#### [WORK ORDER]
Below are some records. Return exactly the lines from the one with "of the finger" to the one with "the tree in", and nothing else.

#### [SUPPLIED DATA]
■ ■ ■ ■

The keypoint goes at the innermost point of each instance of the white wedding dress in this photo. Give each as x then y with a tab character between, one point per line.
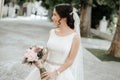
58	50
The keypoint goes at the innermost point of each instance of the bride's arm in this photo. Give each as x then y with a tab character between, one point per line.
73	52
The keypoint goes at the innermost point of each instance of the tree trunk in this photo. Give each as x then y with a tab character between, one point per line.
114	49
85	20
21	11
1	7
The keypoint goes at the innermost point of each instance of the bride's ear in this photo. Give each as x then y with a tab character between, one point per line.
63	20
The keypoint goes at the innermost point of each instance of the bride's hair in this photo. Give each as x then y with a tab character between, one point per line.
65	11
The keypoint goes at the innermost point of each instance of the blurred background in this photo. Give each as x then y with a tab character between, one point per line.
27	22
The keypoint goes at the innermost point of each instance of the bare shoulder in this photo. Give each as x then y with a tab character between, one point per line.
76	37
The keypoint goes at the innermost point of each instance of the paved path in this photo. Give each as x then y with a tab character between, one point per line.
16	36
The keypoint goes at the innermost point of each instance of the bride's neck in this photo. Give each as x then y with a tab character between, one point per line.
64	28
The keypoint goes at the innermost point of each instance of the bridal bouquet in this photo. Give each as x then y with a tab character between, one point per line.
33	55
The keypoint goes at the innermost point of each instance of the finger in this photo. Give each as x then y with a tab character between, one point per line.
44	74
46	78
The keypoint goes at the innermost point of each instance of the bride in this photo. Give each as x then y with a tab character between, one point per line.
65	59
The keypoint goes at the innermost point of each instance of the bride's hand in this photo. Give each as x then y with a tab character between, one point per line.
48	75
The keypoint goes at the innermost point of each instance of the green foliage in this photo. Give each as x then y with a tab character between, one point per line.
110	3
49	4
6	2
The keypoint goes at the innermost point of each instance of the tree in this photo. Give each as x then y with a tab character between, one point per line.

■ ■ ■ ■

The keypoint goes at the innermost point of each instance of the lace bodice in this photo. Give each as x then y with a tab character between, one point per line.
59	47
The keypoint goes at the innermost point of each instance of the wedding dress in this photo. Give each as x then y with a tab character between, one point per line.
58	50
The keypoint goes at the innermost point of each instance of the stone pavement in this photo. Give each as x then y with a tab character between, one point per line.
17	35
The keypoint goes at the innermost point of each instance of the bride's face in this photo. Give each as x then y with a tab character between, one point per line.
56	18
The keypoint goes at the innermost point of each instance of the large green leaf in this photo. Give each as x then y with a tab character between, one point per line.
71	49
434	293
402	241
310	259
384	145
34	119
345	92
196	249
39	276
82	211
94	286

■ ■ ■ ■

#### [SOLVED EXERCISE]
The keypoint goes at the innermost point of each instance of the finger in this photo. Give each as x then y with a tab character between, one point per line.
44	74
46	78
The keypoint goes at the innermost point of each instance of the bride in this photo. Give each as x then y with a tab character between, one point per line.
65	59
The keypoint goes at the innermost point of each instance of the bride's hand in this photo. Give each as x then y with a tab character between, one point per line.
48	75
The keypoint goes at the innermost point of each instance of the green foliage in this photo. Give each as x then y with a tab character between, one point per line.
110	3
49	4
6	2
The keypoint goes at the innermost point of each instance of the tree in this photo. Give each as x then y with a tab character between, one point per line.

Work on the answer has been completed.